**EXCERPT PROVIDED**:

----------------

In their timely new article “Privilege and burden of im‐/mobility governance” published in Gender, Work and Organization, Laura Dobusch from the Radboud University und Katharina Kreissl from the university of Salzburg analyze how the Austrian lockdown has reinforced social inequalities already in place. They argue that in order to contain the COVID‐19 pandemic, governments mainly focused on regulating mobility: certain mobility restrictions were enforced, while simultaneously some forms of mobility were maintained or even enhanced in order to keep the system running in crisis mode. With a special focus on Austria, they identify specific politics of im‐/mobilities concerning the organization of paid work and show how the socio‐spatial conditions of who is permitted, denied or urged to work are inextricably linked to inequalities.
For instance, people with lower paid jobs such as supermarket cashiers or care personnel – often women and migrant workers – were urged to go to work because of their ‘system relevance’ and thereby exposed to health hazards. On the other hand, people – disproportionately men without migration background – employed in better paid knowledge work and desk jobs could stay home and work from there.

----------------

**Image point grounding data**:
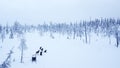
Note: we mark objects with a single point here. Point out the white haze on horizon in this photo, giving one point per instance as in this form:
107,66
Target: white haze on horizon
56,11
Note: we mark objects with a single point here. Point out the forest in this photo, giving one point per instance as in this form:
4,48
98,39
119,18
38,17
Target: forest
104,26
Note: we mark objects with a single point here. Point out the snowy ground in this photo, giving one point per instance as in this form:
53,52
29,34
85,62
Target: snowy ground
63,53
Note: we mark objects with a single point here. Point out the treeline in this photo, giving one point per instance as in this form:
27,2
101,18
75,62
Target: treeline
108,27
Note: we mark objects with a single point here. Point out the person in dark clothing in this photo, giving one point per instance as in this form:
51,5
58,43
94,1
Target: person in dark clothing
34,58
45,51
37,52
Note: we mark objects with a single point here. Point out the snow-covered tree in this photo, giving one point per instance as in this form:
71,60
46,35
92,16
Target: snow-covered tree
22,47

----------------

**WHAT YOU NEED TO DO**:
a) Decide whether each statement below agrees with the passage on Austria's lockdown: (i) the authors hold that governments mainly focused on regulating mobility to contain the pandemic; (ii) people in better paid desk jobs were urged to go to work; (iii) supermarket cashiers and care personnel were exposed to health hazards. For each, answer yes or no and quote the deciding words.
b) Print the passage on Austria's lockdown between "For instance, people" and "work from there.", inclusive.
c) Write what follows the final sentence of the passage on Austria's lockdown.

**ANSWERS TO EACH TASK**:
a)
(i) Yes: "governments mainly focused on regulating mobility"
(ii) No: "employed in better paid knowledge work and desk jobs could stay home and work from there"
(iii) Yes: "were urged to go to work because of their ‘system relevance’ and thereby exposed to health hazards"

b)
For instance, people with lower paid jobs such as supermarket cashiers or care personnel – often women and migrant workers – were urged to go to work because of their ‘system relevance’ and thereby exposed to health hazards. On the other hand, people – disproportionately men without migration background – employed in better paid knowledge work and desk jobs could stay home and work from there.

c)
It becomes apparent that while in principle all bodies are equally dependent on collective social relations and enduring infrastructure such as health care provision, food supply or public transport, not everybody contributes equally to their maintenance. In fact, the governance of im‐/mobilities follows and reinforces already prevalent inequality regimes based on class, gender and migration relations, thereby differentiating between bodies perceived as highly valuable and worth protecting and those categorized as less valued and potentially disposable. The authors emphasize that it’s not enough to acknowledge our collective interdependence, but that forms of (political) organizing are needed that reflect and acknowledge such interdependence on egalitarian terms from the start.